_OBJECTIF 1:_
Dans le texte sur Abraham et Sodome, pour quoi Abraham prie-t-il, alors qu'avant lui on priait contre la ville ?
_OBJECTIF 2:_
Reprenez le texte sur Abraham et Sodome en poursuivant après sa dernière phrase.

_DOCUMENT:_
• • •

Le texte s’ouvre sur une phrase remarquable qui insiste sur Abraham, homme de rupture :Abraham a quitté sa terre natale et la tombe de son père, il a exilé son aîné, il offrira son puîné en sacrifice. (p 33) Cette phrase est poignante et résume en peu de termes le drame vécu par le patriarche. Pour expliquer l »ire divine contre la ville pécheresse, Massignon étudie longuement toutes les graves déviations dont la ville de Sodome s’était fait une  triste spécialité, en quelque sorte, au point de donner son nom à l’inversion sexuelle. Mais le plus intéressant dans notre contexte est l’idée suivante qu’il ne développe (hélas) qu’à la fin de son chapitre: jusqu’ici, on avait prié contre Sodome, lancé contre ses habitants de violentes imprécations en raison de leur perversité et de leur prédilection pour les unions charnelles interdites; Abraham tourne, lui, le dos à cette lignée de malédictions et prie pour Sodome, pour son sauvetage mais aussi pour sa rédemption. Particulièrement émouvant est son plaidoyer en faveur de la cité qui doit pouvoir compter au moins quelques individus justes et vertueux  dans ses rangs. L’attribut majeur de la divinité monothéiste n’étant autre que l’éthique, Dieu doit donc se montrer  digne de la théodicée en garantissant la pérennité de la morale et de l’équité. Confondrait-il alors dans un même opprobre le vice et la vertu, les pervers et les justes ? Avant Abraham, personne n’avait encore prié de cette façon pour la rémission des péchés. Pour le patriarche, même les fautes de Sodome ne sont pas inextirpables. Toutefois, à l’exception de la dîme versée au roi de justice Melchisédéch (qui offre un sacrifice non sanglant) il s’est abstenu de prélever le moindre butin des habitants de Sodome. En revanche, il pria pour eux d’un cœur sincère, pensant finalement que le bien avait une existence substantielle tandis que le mal n’était nullement inextirpable du cœur humain.

• • •

Données enregistrées:
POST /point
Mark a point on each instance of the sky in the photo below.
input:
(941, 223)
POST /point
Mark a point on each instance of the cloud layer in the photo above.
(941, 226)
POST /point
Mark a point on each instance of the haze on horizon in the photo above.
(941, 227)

• • •

_RÉPONSE RÉDIGÉE 1:_
Il prie pour Sodome, pour son sauvetage mais aussi pour sa rédemption.

_RÉPONSE RÉDIGÉE 2:_
La prière suivante se présente tout autrement. Ismaël, le déshérité, l’exilé, celui que la Bible présente comme le rejeton de la servante, reçoit de son père une bénédiction qui a trait à la fécondité. Il est présenté comme un guerrier, expert  dans le maniement de l’arc. L’expression symbolique «jet de flèche» est utilisée par la Bible pour apprécier la distance qui le sépare de sa mère dont les  larmes sont les premières dont parle l’Ecriture, celles d’une femme qui ne veut pas assister à la mort de son enfant… Massignon cite aussi une interprétation spirituelle qui provient peut-être du Commentaire Allégorique de Philon d’Alexandrie : Au sens allégorique, Agar représente la nature charnelle et la discipline de la vie active, Sara l’âme  et la perfection de la vie contemplative. Au sens typologique, l’une est la synagogue, l’autre l’église…  (p 62)
La vie de Mahomet laisse apparaître quelques similitudes avec celle d’Ismaël : comme lui, il est contraint de s’exiler de La Mecque pour se réfugier à Médine où il entre en contact avec des tribus arabes converties au judaïsme. Massignon parle alors d’une «revanche» de Mahomet qui prend ombrage du traitement que la Bible réserve à celui qu’il entend considérer comme l’ancêtre des Arabes. Dix ans avant sa mort, il se réclame d’Abraham devant Dieu et se prévaut  de l’ensemble de son héritage. Le peuple d’Isaac, écrit (imprudemment) Massignon, est déchu et c’est le peuple arabe qui va lui être substitué…  Et la direction de la prière (qibla) n’est orientée vers le nord, vers Jérusalem, vers le sud, vers La Mecque, que tardivement. Même si l’auteur peine à se libérer de certains partis pris christianisants et assez pesants, il ne perd pas vraiment le sens de la formule ; ainsi lisons nous en  page 98 l’énoncé suivant :si Israël est enraciné dans l’espérance et la chrétienté vouée à la charité, l’islam  est centré sur la foi. Encore une très belle phrase qui illustre bien la religiosité profonde de Massignon.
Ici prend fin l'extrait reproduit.